**Alıntılanan metin**
·····

04/08/2015 21:17
Kazan-kaybet denklemiyle yazılan makale, çizilen görsel ve sunulan haberler girdabındayız. Güne patlamalarla uyanıp operasyonlar eşliğinde uyuyoruz. Bu hiç normal değil aslında değil mi? Olmamalı da tabii, lakin klavye başına geçmeden evvel ya da kalemi eline almadan önce apoletler takıp postallar giyenler sayesinde barışı değil savaşı hissediyor, hep hayatımızdaymış gibi ölüm haberleriyle gözümüzü açıyoruz.
Tam da böyle anlarda barış gazeteciliği düşüyor insanın aklına. İspanya’da, İrlanda’da ve Afrika’da dünyanın dört bir yanında savaşın en sert zamanlarında örneğine denk gelebileceğimiz gazetecilik. Çok mu uzağız peki buna?

·····

**Veriler**

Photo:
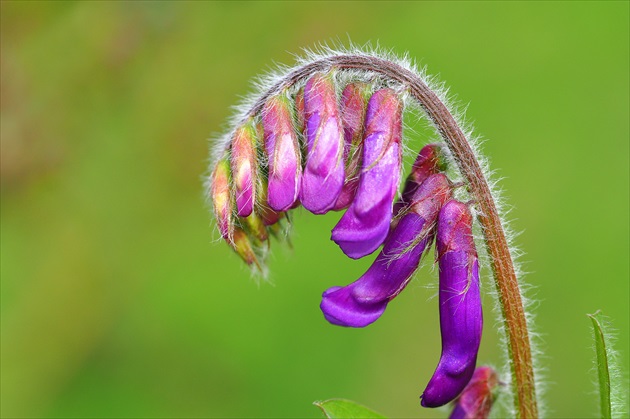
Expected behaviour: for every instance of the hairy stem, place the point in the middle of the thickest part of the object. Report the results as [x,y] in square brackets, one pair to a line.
[502,264]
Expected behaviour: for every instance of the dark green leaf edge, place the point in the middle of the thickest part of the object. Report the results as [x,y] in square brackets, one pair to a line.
[344,409]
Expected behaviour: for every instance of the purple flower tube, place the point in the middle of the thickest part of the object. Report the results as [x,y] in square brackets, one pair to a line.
[324,171]
[363,301]
[461,319]
[364,226]
[283,150]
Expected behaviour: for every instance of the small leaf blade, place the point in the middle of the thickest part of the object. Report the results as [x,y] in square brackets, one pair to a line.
[342,409]
[603,373]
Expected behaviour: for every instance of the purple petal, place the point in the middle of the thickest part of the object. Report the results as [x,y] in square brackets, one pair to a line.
[364,226]
[324,171]
[283,151]
[461,318]
[363,301]
[353,107]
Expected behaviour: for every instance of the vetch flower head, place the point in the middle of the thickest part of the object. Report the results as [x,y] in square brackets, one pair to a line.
[332,140]
[363,301]
[460,305]
[365,224]
[477,398]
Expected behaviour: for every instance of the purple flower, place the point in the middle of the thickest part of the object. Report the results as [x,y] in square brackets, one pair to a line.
[363,301]
[283,151]
[245,166]
[477,398]
[323,175]
[365,224]
[460,305]
[353,106]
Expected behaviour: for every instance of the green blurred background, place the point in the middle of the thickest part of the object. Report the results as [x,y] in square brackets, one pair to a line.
[116,302]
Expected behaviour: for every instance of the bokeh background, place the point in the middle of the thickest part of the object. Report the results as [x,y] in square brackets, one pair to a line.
[116,299]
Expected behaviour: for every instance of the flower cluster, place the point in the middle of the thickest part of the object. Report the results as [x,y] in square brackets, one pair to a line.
[315,148]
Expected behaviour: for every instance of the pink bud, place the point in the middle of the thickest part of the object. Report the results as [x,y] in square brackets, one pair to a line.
[324,171]
[222,201]
[283,151]
[245,166]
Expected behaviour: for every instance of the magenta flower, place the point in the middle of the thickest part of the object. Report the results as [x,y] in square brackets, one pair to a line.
[323,175]
[460,305]
[283,151]
[365,224]
[353,106]
[363,301]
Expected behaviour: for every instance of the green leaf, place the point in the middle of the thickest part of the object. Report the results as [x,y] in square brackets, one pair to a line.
[603,373]
[341,408]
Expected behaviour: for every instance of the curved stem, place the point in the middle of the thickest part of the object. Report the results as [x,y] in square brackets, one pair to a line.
[502,265]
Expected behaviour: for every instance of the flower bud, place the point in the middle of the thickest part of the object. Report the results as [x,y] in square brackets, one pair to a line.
[245,166]
[299,110]
[477,398]
[353,106]
[222,200]
[364,226]
[324,170]
[283,150]
[430,160]
[461,320]
[363,301]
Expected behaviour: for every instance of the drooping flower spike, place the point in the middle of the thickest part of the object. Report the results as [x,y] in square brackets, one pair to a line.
[365,224]
[461,319]
[332,140]
[363,301]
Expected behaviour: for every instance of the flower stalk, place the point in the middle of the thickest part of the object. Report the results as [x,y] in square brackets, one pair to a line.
[506,283]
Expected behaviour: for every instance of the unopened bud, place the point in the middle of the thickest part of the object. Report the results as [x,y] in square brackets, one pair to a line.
[283,151]
[245,166]
[222,200]
[354,101]
[324,169]
[364,226]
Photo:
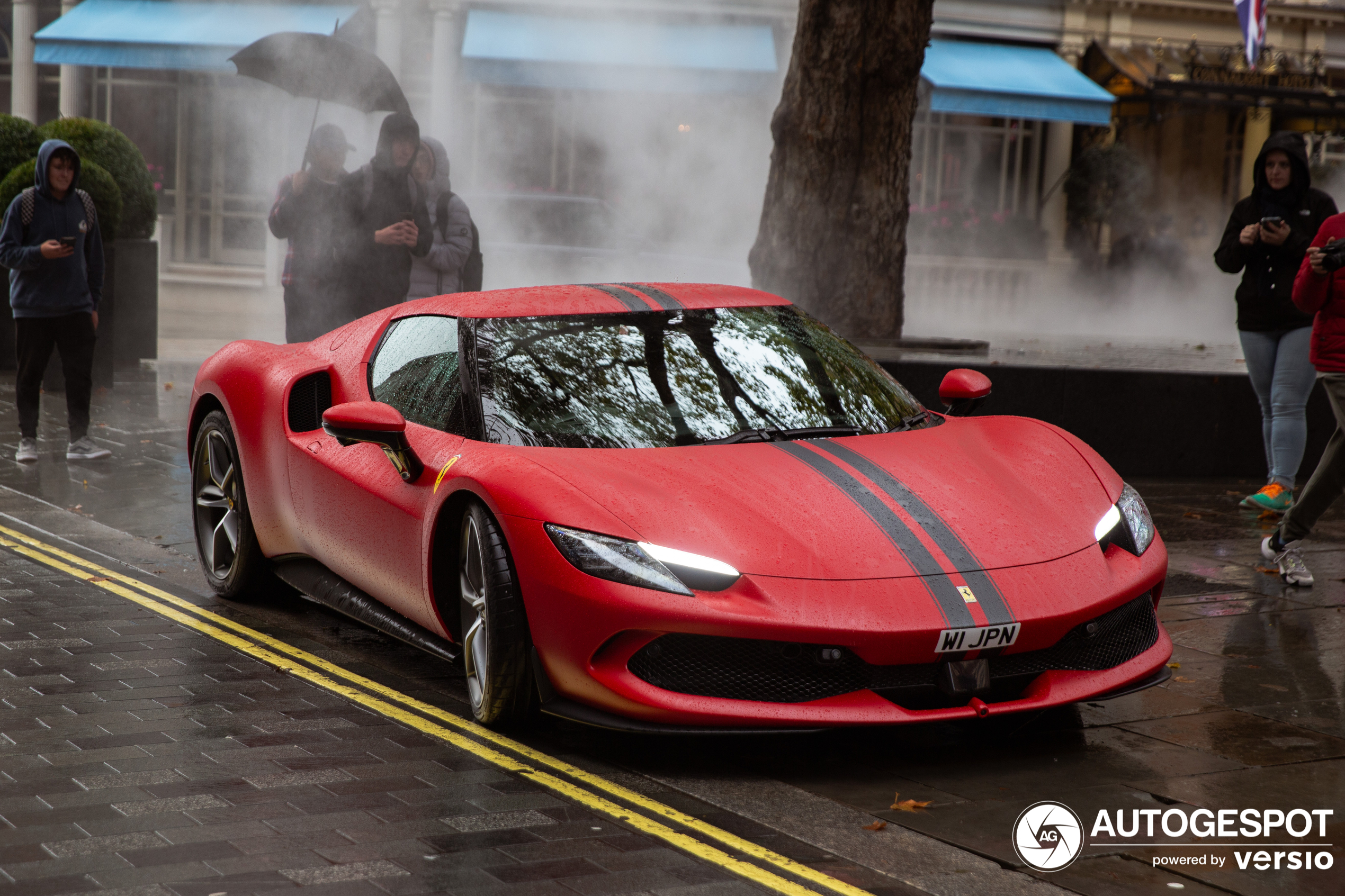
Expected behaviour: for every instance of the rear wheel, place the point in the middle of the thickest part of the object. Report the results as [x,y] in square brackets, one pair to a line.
[495,635]
[226,543]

·····

**Yapacaklarınız**
1. Alıntılanan metne göre güne neyle uyanılıyor?
2. Alıntılanan metinde adı geçen bütün yerleri listeleyin.
Satırlar başka bir kaynaktan alınmıştır.

**Görev sonuçları**
1. Patlamalarla.

2. İspanya, İrlanda, Afrika